** Instrução escrita **
Responda com base no texto sobre lesbianismo tardio:
(a) O que a atração de mulheres maduras por outras mulheres envolve sobretudo?
(b) Quais papéis sociais da mulher o texto cita?
(c) Depois de entender que a contradição de papéis é artificial, a mulher se sentiria livre para ousar o quê?

** Trecho do texto **
★ ★ ★

LESBIANISMO TARDIO
LESBIANISMO TARDIO
Fenômeno sexual cada vez mais presente em nosso quotidiano, a súbita atração de mulheres maduras por outras mulheres — fossem estas lésbicas “de nascença”; fossem estas sáficas eventuais — envolve sobretudo a consciência do papel nefasto do Patriarcalismo nos relacionamentos cis e heterossexuais. Com efeito, a uma altura da vida em que já não se vê oprimida pelos papéis sociais que exigem da mulher uma sexualidade tradicional, seja como filha de alguém; esposa de alguém, formadora/cuidadora de alguém e, por último mas não de somenos, mãe de alguém. Os papéis sociais aliados à formação patriarcalista fazem com que a mera possibilidade de envolvimento afetivo-sexual da mulher com outra mulher fosse existencialmente incompatível com a condição humana feminina, isto é, um ser que tem no potencial de formar outro ser mediante o encontro humano. Aparentemente, toda mulher deveria se reprimir qualquer impulso lésbico sob pena de jamais ser mãe, de acordo com esse viés tradicional da sociedade sobre sua existência. Uma vez compreendido que tal contradição de papéis é sobretudo artificial, a mulher se sentiria livre para ousar não só novos amores, mas sim novas formas de amar.

★ ★ ★

** Registros fornecidos **
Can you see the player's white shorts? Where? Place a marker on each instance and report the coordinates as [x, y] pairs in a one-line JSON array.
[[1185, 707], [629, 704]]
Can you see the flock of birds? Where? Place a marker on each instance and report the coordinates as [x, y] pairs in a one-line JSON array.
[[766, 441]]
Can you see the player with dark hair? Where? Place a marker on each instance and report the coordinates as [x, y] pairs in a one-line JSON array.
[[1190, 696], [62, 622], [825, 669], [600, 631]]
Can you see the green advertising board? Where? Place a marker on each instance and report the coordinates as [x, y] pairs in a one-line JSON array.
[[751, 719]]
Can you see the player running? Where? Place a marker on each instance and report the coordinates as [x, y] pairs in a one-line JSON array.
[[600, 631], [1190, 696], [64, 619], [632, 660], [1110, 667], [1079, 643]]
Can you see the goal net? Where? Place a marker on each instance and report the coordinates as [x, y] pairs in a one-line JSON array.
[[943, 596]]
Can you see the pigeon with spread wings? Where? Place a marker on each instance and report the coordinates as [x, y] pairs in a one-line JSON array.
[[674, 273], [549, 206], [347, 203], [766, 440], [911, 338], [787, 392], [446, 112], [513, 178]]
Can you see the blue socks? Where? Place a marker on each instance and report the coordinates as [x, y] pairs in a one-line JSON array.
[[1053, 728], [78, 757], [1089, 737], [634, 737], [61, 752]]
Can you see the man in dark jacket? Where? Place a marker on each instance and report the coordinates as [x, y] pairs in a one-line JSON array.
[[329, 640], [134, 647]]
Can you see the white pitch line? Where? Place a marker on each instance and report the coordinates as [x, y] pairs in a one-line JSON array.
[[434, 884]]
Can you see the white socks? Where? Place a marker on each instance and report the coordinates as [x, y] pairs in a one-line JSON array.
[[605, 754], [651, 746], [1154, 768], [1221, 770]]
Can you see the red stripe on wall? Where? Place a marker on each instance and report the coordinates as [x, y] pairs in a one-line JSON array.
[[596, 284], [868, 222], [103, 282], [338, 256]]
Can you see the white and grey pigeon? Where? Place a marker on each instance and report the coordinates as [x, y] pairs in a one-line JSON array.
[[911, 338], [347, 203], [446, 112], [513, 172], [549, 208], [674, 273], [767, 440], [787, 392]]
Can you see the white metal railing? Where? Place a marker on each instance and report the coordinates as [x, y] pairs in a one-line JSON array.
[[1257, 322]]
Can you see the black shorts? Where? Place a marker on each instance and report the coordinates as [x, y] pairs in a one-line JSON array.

★ ★ ★

** Resposta do exercício **
(a) A consciência do papel nefasto do Patriarcalismo nos relacionamentos cis e heterossexuais.
(b) Filha de alguém, esposa de alguém, formadora/cuidadora de alguém e mãe de alguém.
(c) Não só novos amores, mas também novas formas de amar.